*** Study text ***

After watching Canadian Lea Pool’s Pink Ribbons, Inc., it will be hard for anyone to join the Walk for the Cure or other corporate-sponsored breast cancer awareness efforts. The film shreds the notion that these efforts provide useful medical advice, raise significant funds for the under-resourced areas of breast cancer research, or are harmless in their misdirection on an important issue. A movement that began in the spirit of ACT UP, the AIDS awareness campaign, soon devolved into a perpetual marketing opportunity for corporations that sell to women, including Estee Lauder—which, it turns out, has carcinogenic material in many of its products.
Finally, I was mesmerized by Marc Simon’s Unraveled, a portrait of a financial criminal during the last 60 days of his house arrest before going to prison. Marc Dreier embezzled more than $400 million in a Ponzi scheme before it collapsed with the recession. He allowed Simon to film him, in part to leave his children a portrait and explanation before leaving them. The film uncommentingly documents Dreier’s self-absorption, his immense ego, his compulsive competitiveness about everything from eating to playing Jeopardy, and his consistent failure to grasp the magnitude of what he had done. At the same time, Dreier engenders a quiet pity and even concern in the viewer. The film offers a chance to meet an all-too-ordinary specimen of the Masters of the Universe who were so instrumental in wrecking the economy.
Environment. Ecologically-themed films were big at IDFA this year. One poignant entry was Tom Zubrycki’sThe Hungry Tide, about the parlous choices before Maria Tiimon, who leaves her home on an island in the Pacific nation of Kiribati, which is already being swallowed up by a sea rising with climate change. Her challenges and choices—or lack of them—are shared by all the other citizens of Kiribati, who already are padding through knee-high water to go between homes that have already been moved several times.
Cape Spin, by John Kirby and Robbie Gemel documents an ever-more-dysfunctional local conflict over a wind farm on Cape Cod, one of the richest neighborhoods in the world. With rising antic humor, the film shows that both sides, each funded by millions of dollars from private interests, are hopelessly compromised and fail to raise significant issues. It is lively and often entertaining. But viewers could be forgiven for coming away even more cynical than before about democratic process. The makers suggest that a “third way” would be for local communities to install locally-controlled power projects. This is puzzling since the controversy they chronicle is a local dispute (though the project is a corporate one). Those who have seen Windfall would doubt the capacity of most local governments to research the issues adequately, provide engineering resources to develop municipal projects, or to deal with sophisticated energy companies. (Most wind projects are, Windfallshows, undertaken by large traditional energy companies looking for accelerated depreciation benefits). Without federal policy that prices carbon, promotes a national grid, and provides level-playing-field information, locals will probably continue to be spun even if they spin. (FYI, I wrote about both Windfall and another doc featuring local community conflict over energy resources, The Pipe, in another CSM blogpost.)

*** End of Study text ***
*** Provided information ***

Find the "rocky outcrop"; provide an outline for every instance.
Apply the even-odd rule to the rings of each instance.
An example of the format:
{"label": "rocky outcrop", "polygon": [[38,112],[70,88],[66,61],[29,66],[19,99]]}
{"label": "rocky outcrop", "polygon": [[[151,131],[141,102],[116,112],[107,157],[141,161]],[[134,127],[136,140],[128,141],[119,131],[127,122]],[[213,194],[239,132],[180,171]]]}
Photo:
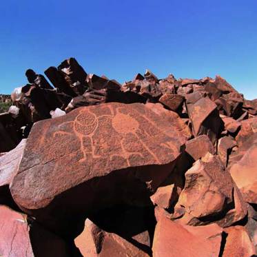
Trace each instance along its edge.
{"label": "rocky outcrop", "polygon": [[255,256],[256,100],[74,58],[45,74],[0,115],[0,256]]}

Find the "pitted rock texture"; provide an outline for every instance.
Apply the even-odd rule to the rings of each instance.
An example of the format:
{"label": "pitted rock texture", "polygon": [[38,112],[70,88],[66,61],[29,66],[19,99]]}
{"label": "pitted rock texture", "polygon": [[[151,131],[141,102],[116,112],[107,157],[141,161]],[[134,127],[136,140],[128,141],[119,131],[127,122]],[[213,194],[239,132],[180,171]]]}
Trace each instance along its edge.
{"label": "pitted rock texture", "polygon": [[[161,105],[78,108],[33,126],[12,194],[21,207],[39,209],[93,178],[132,167],[154,189],[172,171],[189,136],[178,116]],[[147,172],[141,169],[153,165]]]}

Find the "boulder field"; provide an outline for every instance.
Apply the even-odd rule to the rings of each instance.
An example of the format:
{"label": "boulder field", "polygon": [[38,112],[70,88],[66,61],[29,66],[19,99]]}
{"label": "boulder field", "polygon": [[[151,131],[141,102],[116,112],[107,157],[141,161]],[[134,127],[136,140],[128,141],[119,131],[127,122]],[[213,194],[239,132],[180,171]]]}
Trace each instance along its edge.
{"label": "boulder field", "polygon": [[0,114],[0,256],[256,256],[257,100],[74,58],[45,74]]}

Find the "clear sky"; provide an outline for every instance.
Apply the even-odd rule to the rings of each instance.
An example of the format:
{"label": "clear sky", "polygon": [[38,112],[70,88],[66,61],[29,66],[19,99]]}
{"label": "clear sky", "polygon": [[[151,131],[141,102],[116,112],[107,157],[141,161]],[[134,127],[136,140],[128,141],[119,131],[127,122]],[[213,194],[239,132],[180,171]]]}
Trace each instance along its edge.
{"label": "clear sky", "polygon": [[256,0],[8,0],[0,6],[0,93],[69,57],[121,83],[225,78],[257,98]]}

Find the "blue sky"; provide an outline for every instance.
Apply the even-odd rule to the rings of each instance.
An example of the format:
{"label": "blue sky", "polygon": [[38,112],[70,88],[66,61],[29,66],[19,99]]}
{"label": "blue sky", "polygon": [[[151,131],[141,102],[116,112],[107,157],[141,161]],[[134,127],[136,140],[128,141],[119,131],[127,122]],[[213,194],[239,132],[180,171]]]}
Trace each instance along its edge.
{"label": "blue sky", "polygon": [[123,83],[220,74],[257,98],[256,0],[8,0],[0,6],[0,93],[74,56]]}

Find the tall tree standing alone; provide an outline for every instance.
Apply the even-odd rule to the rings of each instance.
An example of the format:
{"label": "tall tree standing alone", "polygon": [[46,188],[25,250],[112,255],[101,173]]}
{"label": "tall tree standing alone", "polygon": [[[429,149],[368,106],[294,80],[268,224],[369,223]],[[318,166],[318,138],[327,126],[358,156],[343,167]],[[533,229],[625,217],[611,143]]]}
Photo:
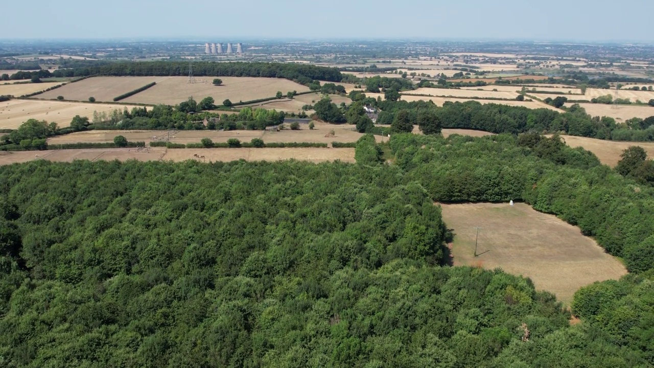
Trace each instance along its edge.
{"label": "tall tree standing alone", "polygon": [[440,134],[443,128],[441,118],[434,110],[425,109],[418,112],[416,119],[421,131],[425,134]]}
{"label": "tall tree standing alone", "polygon": [[406,110],[400,110],[395,115],[393,122],[390,124],[390,130],[398,133],[411,133],[413,131],[413,123],[411,122],[411,114]]}

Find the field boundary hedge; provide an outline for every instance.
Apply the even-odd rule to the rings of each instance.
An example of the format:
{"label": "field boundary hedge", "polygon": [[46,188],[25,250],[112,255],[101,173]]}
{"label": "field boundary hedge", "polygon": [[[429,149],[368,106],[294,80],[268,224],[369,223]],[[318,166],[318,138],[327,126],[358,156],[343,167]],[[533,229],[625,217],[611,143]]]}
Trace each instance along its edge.
{"label": "field boundary hedge", "polygon": [[120,101],[121,100],[124,100],[124,99],[126,99],[126,98],[128,98],[129,96],[134,96],[135,94],[136,94],[137,93],[142,92],[145,91],[145,90],[149,88],[150,87],[154,86],[156,84],[157,84],[156,82],[152,82],[152,83],[148,83],[147,84],[143,86],[143,87],[141,87],[140,88],[137,88],[137,89],[135,89],[134,90],[129,91],[129,92],[128,92],[127,93],[124,93],[124,94],[121,94],[120,96],[116,96],[116,97],[114,98],[114,102],[116,102],[116,101]]}

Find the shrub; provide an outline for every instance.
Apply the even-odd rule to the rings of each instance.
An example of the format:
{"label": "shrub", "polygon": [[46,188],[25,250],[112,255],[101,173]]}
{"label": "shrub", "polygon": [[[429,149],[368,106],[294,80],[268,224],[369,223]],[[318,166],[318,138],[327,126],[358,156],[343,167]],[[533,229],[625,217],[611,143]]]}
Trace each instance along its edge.
{"label": "shrub", "polygon": [[127,138],[122,136],[116,136],[114,137],[114,144],[117,147],[127,147]]}
{"label": "shrub", "polygon": [[154,86],[154,85],[155,85],[156,84],[157,84],[156,82],[152,82],[152,83],[147,84],[143,86],[143,87],[141,87],[140,88],[137,88],[137,89],[135,89],[135,90],[134,90],[133,91],[129,91],[129,92],[128,92],[127,93],[124,93],[124,94],[121,94],[120,96],[118,96],[116,97],[114,97],[114,101],[120,101],[121,100],[124,100],[124,99],[126,99],[126,98],[128,98],[128,97],[129,97],[131,96],[133,96],[133,95],[135,95],[135,94],[137,94],[139,92],[143,92],[145,90],[149,88],[150,87],[152,87],[152,86]]}
{"label": "shrub", "polygon": [[264,139],[262,139],[261,138],[252,138],[252,140],[250,141],[250,144],[254,148],[263,148],[266,146],[266,143],[264,143]]}
{"label": "shrub", "polygon": [[213,141],[209,138],[202,138],[200,139],[200,143],[201,143],[202,147],[205,148],[211,148],[213,147]]}

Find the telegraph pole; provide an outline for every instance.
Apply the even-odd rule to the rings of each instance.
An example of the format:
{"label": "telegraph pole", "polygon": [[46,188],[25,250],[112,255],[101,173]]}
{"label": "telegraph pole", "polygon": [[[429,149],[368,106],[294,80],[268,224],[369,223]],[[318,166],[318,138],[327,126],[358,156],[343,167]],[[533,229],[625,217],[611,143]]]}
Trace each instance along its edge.
{"label": "telegraph pole", "polygon": [[477,241],[479,238],[479,229],[481,228],[477,226],[475,227],[473,229],[477,229],[477,236],[475,237],[475,257],[477,257],[477,255],[479,255],[478,254],[477,254]]}

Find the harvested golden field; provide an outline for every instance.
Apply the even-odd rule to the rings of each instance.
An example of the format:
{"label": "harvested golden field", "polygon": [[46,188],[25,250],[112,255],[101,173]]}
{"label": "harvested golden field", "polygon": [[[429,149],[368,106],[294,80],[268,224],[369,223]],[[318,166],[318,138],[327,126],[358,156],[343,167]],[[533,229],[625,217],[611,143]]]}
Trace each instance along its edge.
{"label": "harvested golden field", "polygon": [[168,77],[94,77],[69,83],[63,87],[38,95],[38,98],[54,100],[58,96],[71,101],[95,100],[111,102],[114,98],[140,88],[152,82],[160,83]]}
{"label": "harvested golden field", "polygon": [[[615,90],[602,90],[598,88],[588,88],[586,90],[586,100],[596,98],[602,96],[611,95],[615,97]],[[621,89],[618,91],[618,98],[628,98],[632,102],[640,100],[641,102],[647,103],[654,98],[654,91],[632,91],[628,89]],[[652,114],[654,115],[654,113]]]}
{"label": "harvested golden field", "polygon": [[[204,158],[196,157],[195,155]],[[198,160],[203,162],[278,161],[300,160],[322,162],[340,160],[354,162],[353,148],[212,148],[167,149],[150,148],[137,151],[136,149],[111,148],[93,149],[61,149],[24,152],[0,152],[0,165],[26,162],[34,160],[71,162],[75,160],[112,161],[138,160],[139,161]]]}
{"label": "harvested golden field", "polygon": [[[271,102],[264,102],[262,103],[261,107],[265,109],[274,109],[275,110],[281,110],[283,111],[294,111],[296,113],[299,113],[302,111],[302,106],[305,105],[314,105],[316,102],[320,100],[321,95],[320,94],[301,94],[296,96],[292,100],[285,100],[283,101],[273,101]],[[340,105],[341,102],[345,102],[346,104],[349,105],[352,103],[352,100],[348,97],[345,97],[339,95],[330,95],[330,98],[332,99],[332,101],[336,105]],[[307,114],[309,112],[307,111]]]}
{"label": "harvested golden field", "polygon": [[[572,103],[566,103],[570,107]],[[651,106],[630,106],[628,105],[605,105],[604,103],[579,103],[586,110],[586,113],[593,117],[611,117],[618,122],[623,122],[631,118],[645,119],[654,116],[654,107]],[[616,108],[617,107],[617,108]]]}
{"label": "harvested golden field", "polygon": [[602,164],[611,167],[617,165],[617,162],[621,160],[620,155],[622,155],[622,151],[633,145],[643,147],[649,157],[654,157],[654,142],[605,141],[574,136],[561,136],[561,138],[568,145],[573,148],[583,147],[584,149],[594,153]]}
{"label": "harvested golden field", "polygon": [[[627,274],[578,228],[517,203],[443,204],[443,219],[455,234],[454,265],[477,266],[530,278],[568,304],[579,287]],[[475,239],[479,230],[477,257]]]}
{"label": "harvested golden field", "polygon": [[474,98],[479,97],[481,98],[511,98],[515,99],[517,97],[518,94],[515,92],[506,92],[506,91],[492,91],[492,90],[469,90],[469,89],[461,89],[456,90],[453,88],[422,88],[414,90],[413,91],[407,91],[402,92],[402,96],[407,95],[420,95],[420,94],[426,94],[429,96],[454,96],[454,97],[465,97],[465,98]]}
{"label": "harvested golden field", "polygon": [[[286,124],[288,125],[288,124]],[[262,130],[181,130],[170,138],[170,141],[178,143],[199,143],[202,138],[211,138],[215,142],[226,142],[230,138],[237,138],[241,142],[249,142],[253,138],[261,138],[266,143],[273,142],[310,142],[330,143],[337,142],[354,142],[362,134],[353,130],[353,125],[349,124],[331,124],[315,122],[315,128],[311,130],[308,124],[301,124],[300,130],[285,129],[280,132]],[[330,132],[334,131],[334,136]],[[128,141],[148,143],[157,140],[155,137],[167,138],[166,130],[89,130],[52,137],[48,139],[50,144],[71,143],[112,142],[116,136],[123,136]],[[381,140],[381,137],[375,136]]]}
{"label": "harvested golden field", "polygon": [[93,117],[97,111],[107,113],[115,109],[131,109],[133,106],[88,103],[83,102],[63,102],[38,100],[10,100],[0,102],[0,129],[15,129],[27,119],[44,120],[54,122],[60,126],[68,126],[75,115]]}
{"label": "harvested golden field", "polygon": [[[23,81],[24,82],[24,81]],[[9,95],[14,97],[20,97],[25,94],[34,93],[35,92],[43,91],[58,84],[61,84],[60,82],[51,82],[49,83],[25,83],[0,85],[0,95]]]}
{"label": "harvested golden field", "polygon": [[309,87],[288,79],[279,78],[250,78],[249,77],[221,77],[223,85],[211,84],[212,77],[198,77],[198,81],[206,83],[188,83],[187,77],[168,77],[147,90],[123,100],[122,102],[149,103],[156,105],[176,105],[186,100],[190,96],[198,101],[211,96],[216,104],[222,103],[225,100],[232,102],[251,101],[260,98],[273,97],[281,91],[286,94],[288,91],[308,91]]}

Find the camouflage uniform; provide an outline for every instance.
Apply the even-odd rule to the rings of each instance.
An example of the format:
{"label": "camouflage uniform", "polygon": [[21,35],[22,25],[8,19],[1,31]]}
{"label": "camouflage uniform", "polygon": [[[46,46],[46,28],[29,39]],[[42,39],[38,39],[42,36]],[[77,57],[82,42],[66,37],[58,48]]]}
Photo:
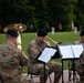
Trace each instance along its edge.
{"label": "camouflage uniform", "polygon": [[81,76],[81,81],[84,81],[84,51],[76,63],[76,71],[77,74]]}
{"label": "camouflage uniform", "polygon": [[28,65],[28,59],[21,50],[12,43],[0,45],[0,76],[3,83],[25,83],[21,72],[23,65]]}
{"label": "camouflage uniform", "polygon": [[[45,41],[43,43],[33,40],[28,46],[29,60],[31,66],[29,71],[40,75],[40,83],[44,82],[44,66],[43,63],[36,60],[36,56],[46,46]],[[54,72],[54,83],[59,83],[62,73],[62,66],[56,62],[49,62],[45,64],[45,80],[50,73]]]}
{"label": "camouflage uniform", "polygon": [[[75,41],[74,44],[83,44],[84,48],[84,43],[82,43],[81,40]],[[77,74],[81,76],[81,81],[84,81],[84,52],[81,54],[80,59],[76,62],[76,71]]]}

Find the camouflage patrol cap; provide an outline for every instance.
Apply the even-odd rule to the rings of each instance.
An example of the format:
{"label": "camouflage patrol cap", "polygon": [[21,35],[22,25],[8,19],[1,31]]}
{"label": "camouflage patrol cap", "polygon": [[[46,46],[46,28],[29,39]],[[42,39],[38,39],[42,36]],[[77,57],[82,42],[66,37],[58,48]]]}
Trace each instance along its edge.
{"label": "camouflage patrol cap", "polygon": [[9,29],[7,31],[7,34],[11,35],[11,37],[14,37],[14,38],[18,38],[19,33],[15,29]]}
{"label": "camouflage patrol cap", "polygon": [[40,29],[36,34],[38,37],[45,37],[48,32],[44,29]]}

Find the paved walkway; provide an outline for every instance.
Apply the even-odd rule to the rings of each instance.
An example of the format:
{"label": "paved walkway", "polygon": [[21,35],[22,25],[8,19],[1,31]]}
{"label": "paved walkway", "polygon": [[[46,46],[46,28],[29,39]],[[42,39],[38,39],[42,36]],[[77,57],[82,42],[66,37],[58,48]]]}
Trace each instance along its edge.
{"label": "paved walkway", "polygon": [[[23,74],[23,75],[25,75],[25,74]],[[52,83],[53,83],[54,73],[52,73],[50,76],[51,76],[51,80],[52,80]],[[71,76],[71,79],[72,79],[72,76]],[[77,79],[78,79],[78,75],[77,75]],[[34,77],[33,80],[34,80],[35,83],[40,82],[40,79],[39,77]],[[63,81],[64,81],[64,83],[71,83],[71,82],[69,82],[69,71],[67,70],[64,71],[64,80]],[[48,79],[46,83],[50,83],[50,80],[49,79]],[[60,83],[62,83],[62,77],[60,80]]]}

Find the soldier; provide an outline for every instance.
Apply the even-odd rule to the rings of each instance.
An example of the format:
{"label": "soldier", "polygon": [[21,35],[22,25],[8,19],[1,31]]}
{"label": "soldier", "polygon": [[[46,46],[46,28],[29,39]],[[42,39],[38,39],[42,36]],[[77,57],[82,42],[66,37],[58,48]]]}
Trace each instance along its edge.
{"label": "soldier", "polygon": [[[27,83],[22,77],[21,66],[28,65],[24,52],[17,48],[18,31],[9,29],[7,42],[0,44],[0,80],[2,83]],[[1,83],[0,82],[0,83]]]}
{"label": "soldier", "polygon": [[39,30],[36,33],[36,39],[33,40],[28,46],[29,60],[31,64],[29,66],[29,71],[32,72],[33,74],[40,75],[40,83],[44,83],[44,80],[46,82],[48,75],[54,72],[54,83],[59,83],[61,79],[61,73],[62,73],[61,64],[56,62],[51,62],[51,61],[46,63],[45,79],[44,79],[43,63],[36,60],[38,54],[42,52],[42,50],[46,45],[50,46],[50,43],[44,40],[46,34],[48,32],[45,32],[43,29]]}

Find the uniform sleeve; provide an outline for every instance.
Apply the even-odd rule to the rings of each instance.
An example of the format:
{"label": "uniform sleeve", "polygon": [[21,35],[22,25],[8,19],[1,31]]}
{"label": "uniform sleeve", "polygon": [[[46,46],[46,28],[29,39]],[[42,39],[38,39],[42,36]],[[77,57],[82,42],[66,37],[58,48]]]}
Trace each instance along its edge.
{"label": "uniform sleeve", "polygon": [[21,66],[27,66],[29,62],[28,56],[25,55],[25,53],[23,51],[20,52],[20,64]]}
{"label": "uniform sleeve", "polygon": [[32,59],[35,59],[40,52],[36,45],[32,43],[28,46],[28,53]]}

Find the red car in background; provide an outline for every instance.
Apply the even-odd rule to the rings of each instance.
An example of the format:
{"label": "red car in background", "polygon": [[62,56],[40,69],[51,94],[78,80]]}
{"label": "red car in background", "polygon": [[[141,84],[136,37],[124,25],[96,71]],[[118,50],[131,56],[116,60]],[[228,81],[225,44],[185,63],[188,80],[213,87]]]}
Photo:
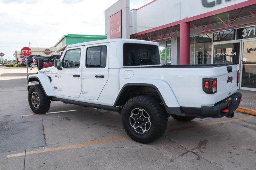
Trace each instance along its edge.
{"label": "red car in background", "polygon": [[20,63],[20,64],[21,64],[22,66],[26,66],[25,61],[25,61],[25,60],[21,61],[21,63]]}
{"label": "red car in background", "polygon": [[[61,51],[60,52],[60,55],[52,55],[51,57],[50,57],[49,59],[46,62],[43,62],[42,61],[39,61],[38,60],[38,70],[40,70],[42,68],[44,68],[47,67],[52,67],[54,66],[53,63],[55,59],[60,59],[60,57],[61,57],[61,55],[62,55],[63,51]],[[36,64],[36,60],[34,59],[34,64]]]}

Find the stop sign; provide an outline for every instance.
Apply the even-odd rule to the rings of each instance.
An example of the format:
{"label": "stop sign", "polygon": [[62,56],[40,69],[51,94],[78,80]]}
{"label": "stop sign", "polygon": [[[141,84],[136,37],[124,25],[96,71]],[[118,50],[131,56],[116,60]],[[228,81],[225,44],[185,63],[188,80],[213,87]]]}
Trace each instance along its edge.
{"label": "stop sign", "polygon": [[24,57],[29,57],[31,55],[31,49],[29,47],[23,47],[21,49],[21,54]]}

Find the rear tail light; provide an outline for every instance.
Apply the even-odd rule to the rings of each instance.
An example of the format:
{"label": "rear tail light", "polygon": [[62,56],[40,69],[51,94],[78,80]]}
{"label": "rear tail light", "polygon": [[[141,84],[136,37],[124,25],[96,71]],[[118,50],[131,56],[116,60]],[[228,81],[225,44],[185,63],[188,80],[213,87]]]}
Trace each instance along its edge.
{"label": "rear tail light", "polygon": [[204,82],[204,87],[206,89],[209,89],[209,82],[208,81]]}
{"label": "rear tail light", "polygon": [[203,90],[208,94],[217,93],[217,80],[216,78],[203,78]]}
{"label": "rear tail light", "polygon": [[240,72],[239,71],[237,72],[237,86],[238,86],[238,83],[240,82]]}

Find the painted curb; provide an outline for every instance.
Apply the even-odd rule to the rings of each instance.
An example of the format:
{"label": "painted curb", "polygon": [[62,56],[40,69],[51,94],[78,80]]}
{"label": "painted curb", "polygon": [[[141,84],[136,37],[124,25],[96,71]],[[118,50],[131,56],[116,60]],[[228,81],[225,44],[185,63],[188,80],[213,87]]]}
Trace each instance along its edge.
{"label": "painted curb", "polygon": [[248,109],[245,107],[238,107],[236,110],[237,111],[248,114],[250,115],[256,116],[256,110]]}

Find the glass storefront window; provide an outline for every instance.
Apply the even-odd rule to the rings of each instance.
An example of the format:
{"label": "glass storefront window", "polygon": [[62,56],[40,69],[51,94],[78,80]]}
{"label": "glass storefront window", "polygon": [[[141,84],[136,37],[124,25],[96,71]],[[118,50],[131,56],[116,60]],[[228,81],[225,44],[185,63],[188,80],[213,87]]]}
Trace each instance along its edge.
{"label": "glass storefront window", "polygon": [[214,63],[239,64],[240,49],[240,43],[214,45]]}
{"label": "glass storefront window", "polygon": [[256,41],[244,42],[243,52],[242,87],[256,88]]}
{"label": "glass storefront window", "polygon": [[224,31],[213,33],[213,42],[234,40],[236,39],[236,30]]}
{"label": "glass storefront window", "polygon": [[237,29],[237,39],[256,38],[256,26]]}
{"label": "glass storefront window", "polygon": [[161,63],[162,65],[171,64],[172,42],[171,40],[158,42],[161,57]]}
{"label": "glass storefront window", "polygon": [[195,64],[195,37],[190,37],[190,64]]}
{"label": "glass storefront window", "polygon": [[196,64],[211,63],[212,35],[212,34],[207,34],[196,36]]}

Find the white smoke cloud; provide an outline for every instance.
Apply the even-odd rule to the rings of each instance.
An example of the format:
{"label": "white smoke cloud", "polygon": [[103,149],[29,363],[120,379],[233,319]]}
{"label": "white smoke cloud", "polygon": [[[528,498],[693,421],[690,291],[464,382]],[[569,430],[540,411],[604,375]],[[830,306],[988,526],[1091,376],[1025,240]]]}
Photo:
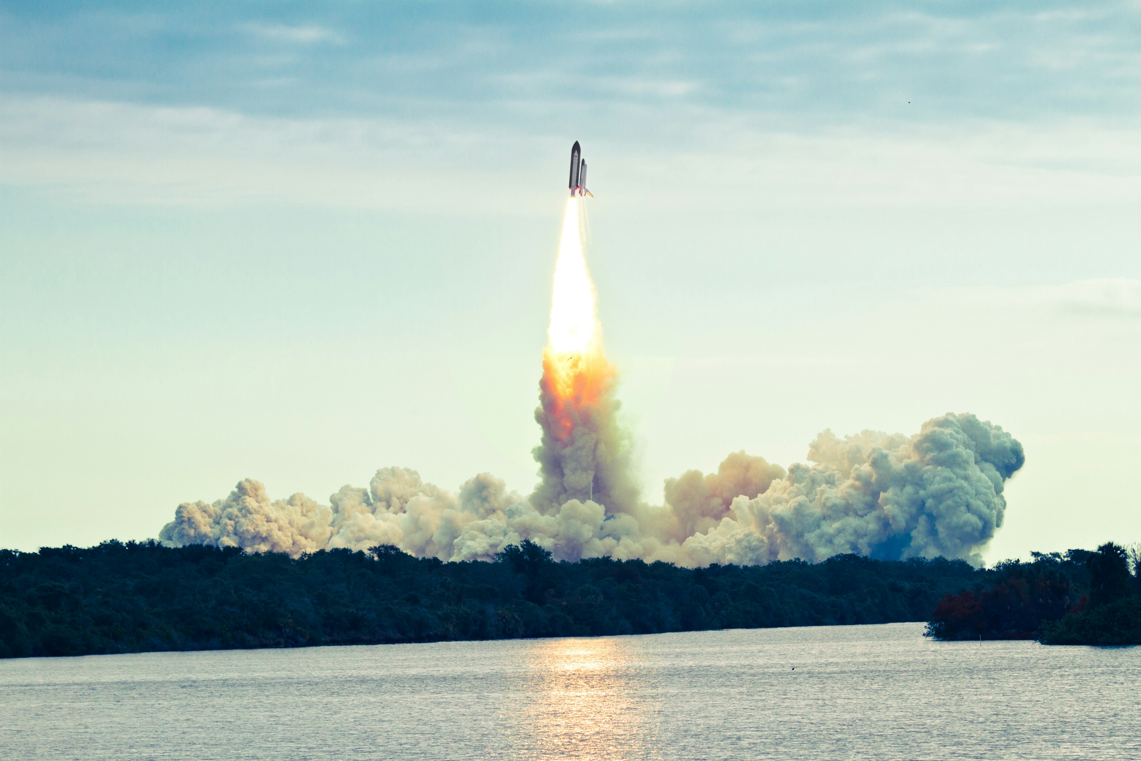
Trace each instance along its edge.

*** End of Provided information ***

**What you need to do**
• a. Please reproduce the passage of the documentary reviews starting with "After watching Canadian" and going on through "of its products.".
• b. Answer these questions from the documentary reviews:
(i) How much money did Marc Dreier embezzle?
(ii) In which Pacific nation is Maria Tiimon's home island?
(iii) Where is the wind farm documented in Cape Spin?

**Answer set**
• a.
After watching Canadian Lea Pool’s Pink Ribbons, Inc., it will be hard for anyone to join the Walk for the Cure or other corporate-sponsored breast cancer awareness efforts. The film shreds the notion that these efforts provide useful medical advice, raise significant funds for the under-resourced areas of breast cancer research, or are harmless in their misdirection on an important issue. A movement that began in the spirit of ACT UP, the AIDS awareness campaign, soon devolved into a perpetual marketing opportunity for corporations that sell to women, including Estee Lauder—which, it turns out, has carcinogenic material in many of its products.

• b.
(i) More than $400 million
(ii) Kiribati
(iii) Cape Cod